Point annotation dataset records
----------

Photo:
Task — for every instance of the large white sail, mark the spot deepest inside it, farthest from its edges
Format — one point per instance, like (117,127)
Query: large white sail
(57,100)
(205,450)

----------

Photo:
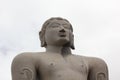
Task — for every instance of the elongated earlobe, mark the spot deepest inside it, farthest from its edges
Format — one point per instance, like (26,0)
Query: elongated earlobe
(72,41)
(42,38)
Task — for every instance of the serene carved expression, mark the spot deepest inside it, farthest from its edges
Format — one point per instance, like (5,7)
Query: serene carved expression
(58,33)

----------

Pick out every line in the records above that contains the word "mark", paying attention to uppercase and lowercase.

ANSWER:
Task — for every instance of the large white sail, mark the spot deepest inside it, farthest from its edges
Task — for every instance of the elongated earlobe, mark the spot deepest inside it, farthest from its edges
Task — for every instance of the serene carved expression, mark the spot deepest inside it, farthest from its edges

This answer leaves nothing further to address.